----- Input data -----

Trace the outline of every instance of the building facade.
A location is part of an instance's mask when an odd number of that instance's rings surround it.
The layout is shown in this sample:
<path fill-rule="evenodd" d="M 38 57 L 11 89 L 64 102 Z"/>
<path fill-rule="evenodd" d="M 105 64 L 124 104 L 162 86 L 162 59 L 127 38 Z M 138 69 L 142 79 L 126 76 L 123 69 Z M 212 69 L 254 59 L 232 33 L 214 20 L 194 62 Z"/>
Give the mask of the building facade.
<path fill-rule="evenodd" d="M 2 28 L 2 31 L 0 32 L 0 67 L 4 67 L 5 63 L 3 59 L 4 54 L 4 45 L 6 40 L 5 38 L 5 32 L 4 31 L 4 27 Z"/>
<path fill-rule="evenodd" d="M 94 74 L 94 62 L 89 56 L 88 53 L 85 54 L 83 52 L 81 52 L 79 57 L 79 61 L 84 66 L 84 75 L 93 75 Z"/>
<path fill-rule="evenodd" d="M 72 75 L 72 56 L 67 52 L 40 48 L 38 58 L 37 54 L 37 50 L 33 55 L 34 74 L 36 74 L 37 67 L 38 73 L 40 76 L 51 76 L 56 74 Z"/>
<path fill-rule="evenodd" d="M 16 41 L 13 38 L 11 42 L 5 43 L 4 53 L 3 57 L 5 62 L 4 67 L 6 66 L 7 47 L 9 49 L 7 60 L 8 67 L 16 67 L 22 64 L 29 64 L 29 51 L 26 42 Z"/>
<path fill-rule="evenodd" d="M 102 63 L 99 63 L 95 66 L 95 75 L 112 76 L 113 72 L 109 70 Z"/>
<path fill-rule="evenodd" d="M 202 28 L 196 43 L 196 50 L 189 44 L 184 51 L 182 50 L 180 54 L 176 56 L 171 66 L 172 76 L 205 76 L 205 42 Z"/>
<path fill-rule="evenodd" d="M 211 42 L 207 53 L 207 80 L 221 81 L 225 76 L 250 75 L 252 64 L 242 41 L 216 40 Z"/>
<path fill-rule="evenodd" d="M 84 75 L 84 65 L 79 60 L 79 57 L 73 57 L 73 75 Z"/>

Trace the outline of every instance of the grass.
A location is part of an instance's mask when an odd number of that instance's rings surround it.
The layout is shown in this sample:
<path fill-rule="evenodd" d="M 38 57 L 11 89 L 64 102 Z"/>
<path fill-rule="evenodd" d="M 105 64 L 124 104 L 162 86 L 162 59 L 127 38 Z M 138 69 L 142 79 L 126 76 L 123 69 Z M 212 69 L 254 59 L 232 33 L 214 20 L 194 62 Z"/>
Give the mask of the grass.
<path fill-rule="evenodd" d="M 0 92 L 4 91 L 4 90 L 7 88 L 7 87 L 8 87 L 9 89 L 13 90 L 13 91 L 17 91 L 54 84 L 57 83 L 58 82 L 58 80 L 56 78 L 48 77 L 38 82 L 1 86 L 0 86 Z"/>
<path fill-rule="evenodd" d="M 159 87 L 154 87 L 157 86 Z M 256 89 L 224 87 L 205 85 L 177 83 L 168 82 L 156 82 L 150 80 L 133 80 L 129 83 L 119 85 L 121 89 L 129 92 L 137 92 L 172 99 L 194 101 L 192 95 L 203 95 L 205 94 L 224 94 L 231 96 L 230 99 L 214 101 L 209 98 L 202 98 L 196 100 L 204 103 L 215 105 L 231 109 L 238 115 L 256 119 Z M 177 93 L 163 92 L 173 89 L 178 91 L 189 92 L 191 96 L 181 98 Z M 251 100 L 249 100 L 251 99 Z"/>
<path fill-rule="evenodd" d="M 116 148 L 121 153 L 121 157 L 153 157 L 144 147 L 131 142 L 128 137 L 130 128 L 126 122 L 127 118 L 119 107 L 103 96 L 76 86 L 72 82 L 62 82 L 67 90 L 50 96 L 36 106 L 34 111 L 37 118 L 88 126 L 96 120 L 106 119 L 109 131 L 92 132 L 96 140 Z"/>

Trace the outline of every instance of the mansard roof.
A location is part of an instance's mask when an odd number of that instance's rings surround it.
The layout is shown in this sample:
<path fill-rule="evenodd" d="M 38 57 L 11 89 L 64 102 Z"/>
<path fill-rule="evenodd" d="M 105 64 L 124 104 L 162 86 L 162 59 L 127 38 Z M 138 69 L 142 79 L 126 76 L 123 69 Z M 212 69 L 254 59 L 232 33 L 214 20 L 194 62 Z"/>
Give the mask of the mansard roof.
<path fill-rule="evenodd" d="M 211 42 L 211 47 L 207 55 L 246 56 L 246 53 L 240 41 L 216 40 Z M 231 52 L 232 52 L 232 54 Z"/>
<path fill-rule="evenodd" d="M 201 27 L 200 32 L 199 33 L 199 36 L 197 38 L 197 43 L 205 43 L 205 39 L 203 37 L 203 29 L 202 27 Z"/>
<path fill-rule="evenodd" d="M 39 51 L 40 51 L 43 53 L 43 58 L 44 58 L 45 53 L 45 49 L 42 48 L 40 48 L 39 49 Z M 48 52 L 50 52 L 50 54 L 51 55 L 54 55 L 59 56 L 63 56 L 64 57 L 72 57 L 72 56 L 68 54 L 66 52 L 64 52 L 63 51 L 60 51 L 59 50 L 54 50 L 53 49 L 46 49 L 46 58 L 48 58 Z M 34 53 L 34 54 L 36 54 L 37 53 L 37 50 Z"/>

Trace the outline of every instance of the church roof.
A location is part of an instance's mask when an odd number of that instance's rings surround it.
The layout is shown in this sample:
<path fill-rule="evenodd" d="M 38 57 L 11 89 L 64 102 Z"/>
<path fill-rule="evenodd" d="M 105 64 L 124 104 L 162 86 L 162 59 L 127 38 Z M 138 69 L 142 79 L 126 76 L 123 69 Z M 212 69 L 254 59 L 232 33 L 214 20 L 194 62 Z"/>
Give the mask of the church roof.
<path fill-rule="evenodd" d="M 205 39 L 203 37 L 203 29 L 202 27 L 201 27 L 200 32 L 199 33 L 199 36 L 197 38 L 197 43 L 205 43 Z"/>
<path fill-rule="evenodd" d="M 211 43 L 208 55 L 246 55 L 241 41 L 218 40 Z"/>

-----

Goal of the exercise
Revise every entry above by swapping each occurrence of "outline" for "boundary", leaving everything else unchanged.

Task solution
Trace the boundary of every instance of the building facade.
A location is part of an instance's mask when an odd number of that instance's rings surround it.
The layout is shown in this sample:
<path fill-rule="evenodd" d="M 38 57 L 11 89 L 64 102 Z"/>
<path fill-rule="evenodd" d="M 105 64 L 124 104 L 162 86 L 162 59 L 127 38 Z M 138 69 L 142 79 L 126 76 L 123 69 Z M 212 69 L 254 59 L 232 33 L 214 20 L 194 62 Z"/>
Give the mask of the building facade.
<path fill-rule="evenodd" d="M 2 28 L 2 31 L 0 32 L 0 67 L 4 67 L 5 63 L 3 59 L 4 54 L 4 45 L 6 40 L 5 38 L 5 32 L 4 31 L 4 27 Z"/>
<path fill-rule="evenodd" d="M 94 74 L 94 62 L 89 56 L 88 53 L 85 54 L 83 52 L 81 52 L 79 57 L 79 61 L 84 66 L 84 75 L 93 75 Z"/>
<path fill-rule="evenodd" d="M 72 75 L 72 56 L 67 52 L 40 48 L 38 58 L 37 54 L 37 50 L 33 55 L 34 74 L 36 74 L 37 67 L 38 73 L 40 76 L 51 76 L 56 74 Z"/>
<path fill-rule="evenodd" d="M 16 41 L 13 38 L 11 42 L 5 43 L 4 53 L 3 57 L 5 62 L 4 67 L 6 66 L 7 47 L 9 49 L 7 60 L 8 67 L 16 67 L 22 64 L 29 64 L 29 51 L 26 42 Z"/>
<path fill-rule="evenodd" d="M 102 63 L 99 63 L 95 66 L 95 75 L 112 76 L 113 72 L 109 70 Z"/>
<path fill-rule="evenodd" d="M 202 28 L 196 43 L 196 50 L 189 44 L 184 51 L 182 50 L 180 54 L 176 56 L 171 66 L 172 76 L 205 76 L 205 42 Z"/>
<path fill-rule="evenodd" d="M 211 42 L 207 53 L 207 80 L 221 81 L 225 76 L 250 75 L 252 64 L 242 41 L 216 40 Z"/>
<path fill-rule="evenodd" d="M 84 75 L 84 65 L 79 60 L 79 57 L 73 57 L 73 75 Z"/>

Trace the boundary of every instance of the grass.
A location is part of an instance's mask when an odd number of that instance's rings surround it.
The layout is shown in this sample:
<path fill-rule="evenodd" d="M 38 57 L 11 89 L 64 102 Z"/>
<path fill-rule="evenodd" d="M 105 64 L 124 104 L 162 86 L 162 59 L 127 38 Z M 138 69 L 142 79 L 126 76 L 123 69 Z M 212 69 L 254 59 L 232 33 L 214 20 L 194 62 Z"/>
Give the mask of the grass.
<path fill-rule="evenodd" d="M 0 92 L 4 91 L 4 90 L 7 88 L 7 87 L 8 87 L 9 89 L 13 90 L 13 91 L 17 91 L 54 84 L 57 83 L 58 82 L 58 80 L 56 78 L 48 77 L 38 82 L 1 86 L 0 86 Z"/>
<path fill-rule="evenodd" d="M 159 87 L 154 87 L 157 86 Z M 256 89 L 224 87 L 205 85 L 177 83 L 168 82 L 156 82 L 150 80 L 133 80 L 129 83 L 119 85 L 121 89 L 129 92 L 137 92 L 172 99 L 194 101 L 192 95 L 203 95 L 205 94 L 224 94 L 231 96 L 230 99 L 214 101 L 209 98 L 202 98 L 196 100 L 204 103 L 215 105 L 231 109 L 238 115 L 256 119 Z M 177 93 L 163 92 L 173 89 L 178 91 L 189 92 L 191 96 L 181 98 Z M 251 100 L 249 100 L 251 99 Z"/>
<path fill-rule="evenodd" d="M 116 148 L 121 153 L 121 157 L 153 157 L 144 147 L 131 142 L 128 137 L 130 128 L 126 122 L 127 118 L 119 107 L 103 96 L 76 86 L 72 82 L 62 82 L 67 90 L 50 96 L 36 106 L 34 111 L 37 118 L 88 126 L 96 120 L 106 119 L 109 131 L 92 132 L 96 140 Z"/>

Trace the boundary of every instance of the mansard roof.
A location is part of an instance's mask when an odd number of that instance's rings surround it.
The layout is shown in this sample:
<path fill-rule="evenodd" d="M 38 57 L 11 89 L 64 102 Z"/>
<path fill-rule="evenodd" d="M 105 64 L 124 104 L 162 86 L 162 59 L 127 38 Z M 138 69 L 142 79 L 126 76 L 123 69 Z M 212 69 L 254 59 L 232 33 L 214 20 L 194 62 Z"/>
Give the mask of the mansard roof.
<path fill-rule="evenodd" d="M 211 42 L 211 47 L 207 55 L 246 56 L 246 53 L 240 41 L 216 40 Z M 231 52 L 232 52 L 232 54 Z"/>
<path fill-rule="evenodd" d="M 201 27 L 200 32 L 199 33 L 199 36 L 197 38 L 197 43 L 205 43 L 205 39 L 203 37 L 203 29 L 202 27 Z"/>
<path fill-rule="evenodd" d="M 39 51 L 40 51 L 43 53 L 43 58 L 44 58 L 45 53 L 45 49 L 42 48 L 40 48 L 39 49 Z M 48 52 L 50 52 L 50 54 L 51 55 L 54 55 L 59 56 L 63 56 L 64 57 L 72 57 L 72 56 L 68 54 L 66 52 L 64 52 L 63 51 L 60 51 L 59 50 L 54 50 L 53 49 L 46 49 L 46 58 L 48 58 Z M 34 53 L 34 54 L 36 54 L 37 53 L 37 50 Z"/>

Trace the boundary of every instance of the church roof.
A location is part of an instance's mask when an odd number of that instance's rings surround it.
The layout is shown in this sample:
<path fill-rule="evenodd" d="M 38 57 L 11 89 L 64 102 Z"/>
<path fill-rule="evenodd" d="M 105 64 L 124 104 L 162 86 L 162 59 L 127 38 Z M 138 69 L 142 79 L 126 76 L 123 69 Z M 212 69 L 254 59 L 232 33 L 214 20 L 194 62 Z"/>
Give the mask of the church roof.
<path fill-rule="evenodd" d="M 205 39 L 203 37 L 203 29 L 202 27 L 201 27 L 200 32 L 199 33 L 199 36 L 197 38 L 197 43 L 205 43 Z"/>
<path fill-rule="evenodd" d="M 211 43 L 208 55 L 246 55 L 241 41 L 218 40 Z"/>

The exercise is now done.